§ WHAT YOU HAVE TO DO
Transcribe every line of the listing below without any deviation.

§ SUPPLIED RECORDS

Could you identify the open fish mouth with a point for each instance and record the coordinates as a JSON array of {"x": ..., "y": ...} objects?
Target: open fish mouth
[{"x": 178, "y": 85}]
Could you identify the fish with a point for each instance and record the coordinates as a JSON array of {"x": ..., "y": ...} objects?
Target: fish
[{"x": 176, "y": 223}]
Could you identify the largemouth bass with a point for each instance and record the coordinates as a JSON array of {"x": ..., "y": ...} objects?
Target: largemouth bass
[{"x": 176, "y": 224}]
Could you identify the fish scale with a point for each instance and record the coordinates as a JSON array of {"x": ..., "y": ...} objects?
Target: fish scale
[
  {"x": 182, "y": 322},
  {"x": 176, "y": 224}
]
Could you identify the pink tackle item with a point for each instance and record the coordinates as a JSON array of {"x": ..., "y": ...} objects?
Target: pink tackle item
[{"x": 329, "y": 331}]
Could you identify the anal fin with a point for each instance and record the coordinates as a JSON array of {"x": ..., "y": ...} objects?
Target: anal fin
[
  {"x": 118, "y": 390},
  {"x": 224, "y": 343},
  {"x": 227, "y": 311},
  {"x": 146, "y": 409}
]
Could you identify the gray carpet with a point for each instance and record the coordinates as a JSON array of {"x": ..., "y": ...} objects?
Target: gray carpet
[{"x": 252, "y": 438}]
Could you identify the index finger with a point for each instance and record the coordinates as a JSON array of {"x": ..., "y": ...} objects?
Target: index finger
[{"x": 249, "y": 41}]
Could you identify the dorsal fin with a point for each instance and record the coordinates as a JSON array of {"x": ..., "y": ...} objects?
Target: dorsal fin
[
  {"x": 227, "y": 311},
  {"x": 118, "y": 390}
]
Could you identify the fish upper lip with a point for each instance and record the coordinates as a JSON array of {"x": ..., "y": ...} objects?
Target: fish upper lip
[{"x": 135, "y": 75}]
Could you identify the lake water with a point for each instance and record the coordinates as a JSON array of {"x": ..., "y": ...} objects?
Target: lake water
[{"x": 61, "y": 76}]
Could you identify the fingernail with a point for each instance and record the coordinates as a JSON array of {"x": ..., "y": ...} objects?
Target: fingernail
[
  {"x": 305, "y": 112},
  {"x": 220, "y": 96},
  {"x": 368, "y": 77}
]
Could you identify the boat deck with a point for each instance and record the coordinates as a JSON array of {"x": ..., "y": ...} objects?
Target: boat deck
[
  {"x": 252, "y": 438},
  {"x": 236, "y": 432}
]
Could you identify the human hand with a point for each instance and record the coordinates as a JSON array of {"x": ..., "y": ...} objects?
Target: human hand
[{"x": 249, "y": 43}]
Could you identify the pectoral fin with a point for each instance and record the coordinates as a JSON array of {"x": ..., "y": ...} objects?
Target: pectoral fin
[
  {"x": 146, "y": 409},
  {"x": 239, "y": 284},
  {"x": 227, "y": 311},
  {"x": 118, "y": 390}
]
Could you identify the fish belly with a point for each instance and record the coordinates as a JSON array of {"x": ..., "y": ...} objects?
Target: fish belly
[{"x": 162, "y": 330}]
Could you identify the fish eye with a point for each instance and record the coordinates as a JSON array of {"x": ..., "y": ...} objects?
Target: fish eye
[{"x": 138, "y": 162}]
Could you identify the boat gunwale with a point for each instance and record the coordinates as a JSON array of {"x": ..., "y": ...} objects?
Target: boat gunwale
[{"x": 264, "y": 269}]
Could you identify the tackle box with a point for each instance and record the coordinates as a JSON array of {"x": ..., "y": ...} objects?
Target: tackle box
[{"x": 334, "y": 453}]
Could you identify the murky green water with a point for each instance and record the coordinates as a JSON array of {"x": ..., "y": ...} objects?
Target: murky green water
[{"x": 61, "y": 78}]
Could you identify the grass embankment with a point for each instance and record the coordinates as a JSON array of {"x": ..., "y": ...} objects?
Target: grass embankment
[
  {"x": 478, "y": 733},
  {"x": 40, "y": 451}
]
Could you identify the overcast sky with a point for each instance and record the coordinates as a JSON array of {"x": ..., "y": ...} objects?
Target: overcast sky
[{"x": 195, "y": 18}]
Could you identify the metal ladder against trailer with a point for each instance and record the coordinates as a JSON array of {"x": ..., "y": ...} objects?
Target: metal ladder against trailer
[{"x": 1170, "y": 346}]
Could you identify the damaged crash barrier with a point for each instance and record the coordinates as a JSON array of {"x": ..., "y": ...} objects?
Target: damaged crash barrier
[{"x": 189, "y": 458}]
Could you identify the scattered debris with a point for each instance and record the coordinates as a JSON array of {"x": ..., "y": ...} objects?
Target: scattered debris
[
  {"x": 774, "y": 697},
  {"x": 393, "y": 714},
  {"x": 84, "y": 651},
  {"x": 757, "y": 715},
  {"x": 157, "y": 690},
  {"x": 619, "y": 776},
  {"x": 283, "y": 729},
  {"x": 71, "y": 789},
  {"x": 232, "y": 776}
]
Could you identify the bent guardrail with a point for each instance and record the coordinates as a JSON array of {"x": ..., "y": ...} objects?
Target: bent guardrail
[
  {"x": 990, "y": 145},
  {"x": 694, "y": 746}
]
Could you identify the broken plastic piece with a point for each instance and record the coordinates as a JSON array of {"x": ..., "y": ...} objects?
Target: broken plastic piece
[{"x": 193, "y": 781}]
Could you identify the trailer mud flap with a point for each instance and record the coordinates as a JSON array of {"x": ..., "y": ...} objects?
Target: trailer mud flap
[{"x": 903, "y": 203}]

§ OUTPUT OF THE TASK
Could you identify the open fish mouth with a point for each instance and record the coordinates as a JSON array of {"x": ..., "y": ...} objects?
Target: open fish mouth
[{"x": 178, "y": 85}]
Could you identify the fish with a point for each instance and record the coordinates as a JSON array of {"x": ..., "y": ...} objects?
Target: fish
[{"x": 176, "y": 223}]
Could you identify the largemouth bass with a point for each instance and record the coordinates as a JSON array of {"x": ..., "y": ...} objects?
Target: largemouth bass
[{"x": 176, "y": 224}]
Could you identify the fish scale with a point for each instance and record the coordinates as a JSON array of {"x": ..., "y": ...} objects?
Target: fish scale
[
  {"x": 182, "y": 322},
  {"x": 176, "y": 224}
]
Could you identify the pink tackle item with a point for each instance and record the coordinates as a JSON array of {"x": ..., "y": ...} objects?
Target: pink tackle item
[{"x": 329, "y": 331}]
Could you identify the anal fin with a point for each instance and record the coordinates as a JSON array of {"x": ..., "y": ...} objects?
Target: anal fin
[
  {"x": 118, "y": 390},
  {"x": 224, "y": 343},
  {"x": 227, "y": 311},
  {"x": 146, "y": 409}
]
Could you identify the gray carpet with a point for each instance and record the coordinates as a JSON array of {"x": ..., "y": ...} objects?
Target: gray carpet
[{"x": 252, "y": 438}]
Could you identify the index finger with a point for each instance and record the coordinates as a JSON array of {"x": ..., "y": ...} objects?
Target: index finger
[{"x": 249, "y": 41}]
Could you identify the dorsal fin with a point for each instance and record the coordinates as a JSON array of {"x": ..., "y": ...} objects?
Target: dorsal fin
[
  {"x": 227, "y": 311},
  {"x": 118, "y": 390}
]
Could you identify the fish upper lip with a point for each instance and record the coordinates as a JSON array of {"x": ..., "y": ...} objects?
Target: fish upper lip
[{"x": 135, "y": 75}]
Could you identify the lake water with a point for each instance and record the coordinates as a JSON array of {"x": ..., "y": ...} objects?
Target: lake water
[{"x": 61, "y": 76}]
Could you identify the fingernail with a point for each instance and record the coordinates as a JSON array of {"x": ..., "y": ...} objects?
Target: fingernail
[
  {"x": 305, "y": 112},
  {"x": 220, "y": 96},
  {"x": 368, "y": 77}
]
Could you identify the boat deck with a point for each instance and record the coordinates as a JSON array of {"x": ..., "y": ...} objects?
Target: boat deck
[
  {"x": 252, "y": 438},
  {"x": 236, "y": 432}
]
Could you identify the human hand with a point for each instance and record the coordinates as a JSON array of {"x": ..., "y": ...} objects?
Target: human hand
[{"x": 249, "y": 43}]
Could you identify the pectoral fin with a point for each instance and record the coordinates as a JSON array of {"x": ..., "y": ...} objects?
Target: pectoral fin
[
  {"x": 146, "y": 409},
  {"x": 239, "y": 284},
  {"x": 227, "y": 311},
  {"x": 118, "y": 390}
]
Could you identify the fish belly with a point for each instance and record the coordinates as a JSON array of {"x": ..., "y": ...} objects?
Target: fish belly
[{"x": 162, "y": 330}]
Could you identify the fish eye with a point for each instance and record the coordinates as a JSON array of {"x": ..., "y": ...} objects?
Target: fish eye
[{"x": 138, "y": 162}]
Could you identify the boat gunwale with a point for each instance and record the coordinates as a JSON array of {"x": ..., "y": ...} objects?
Target: boat gunwale
[{"x": 264, "y": 269}]
Could you identify the tackle box with a point for each instance and record the coordinates as a JSON array of {"x": ..., "y": ...} objects?
Target: tackle box
[{"x": 334, "y": 453}]
Could you identify the murky green water with a point for each instance and record the coordinates as a JSON array of {"x": ..., "y": ...} objects?
Target: murky green water
[{"x": 61, "y": 78}]
Could you identify the grass embankment with a point for each instance and record the coordinates as a JSON array of {"x": ..., "y": ...} objects?
Target: grass embankment
[
  {"x": 478, "y": 733},
  {"x": 40, "y": 451}
]
Could you identify the overcast sky with a point for each instance and record the coordinates as a JSON array of {"x": ..., "y": ...} objects?
Target: overcast sky
[{"x": 195, "y": 18}]
Could you identify the metal ladder against trailer with a point for each instance and record the coordinates as a JSON array of {"x": ..., "y": ...} objects?
Target: metal ladder against trailer
[{"x": 1170, "y": 346}]
Could you identify the damaged crash barrier with a point for each instance and record the coordinates as a JSON array of {"x": ..., "y": ...} objects?
Target: damaged crash barrier
[{"x": 189, "y": 458}]
Could you identify the scattered debris with a point for each instance and record the coordinates as a JSON array of {"x": ..., "y": ...} objects?
Target: scattered debris
[
  {"x": 774, "y": 697},
  {"x": 393, "y": 714},
  {"x": 84, "y": 651},
  {"x": 757, "y": 715},
  {"x": 157, "y": 690},
  {"x": 619, "y": 776},
  {"x": 283, "y": 729},
  {"x": 71, "y": 789},
  {"x": 232, "y": 776}
]
Could you identify the bent guardrail with a point for each instance and record the coordinates as a JSON array of {"x": ..., "y": ...} objects?
Target: bent guardrail
[
  {"x": 990, "y": 145},
  {"x": 694, "y": 746}
]
Could you identify the broken plastic piece with a point for each instance and record the coordinates as a JSON array of {"x": ..., "y": ...} objects?
Target: broken plastic piece
[{"x": 193, "y": 781}]
Could you identify the trailer mud flap with a point for each instance and record the coordinates as a JSON array of {"x": ..., "y": ...} objects?
Target: trailer mud flap
[{"x": 903, "y": 203}]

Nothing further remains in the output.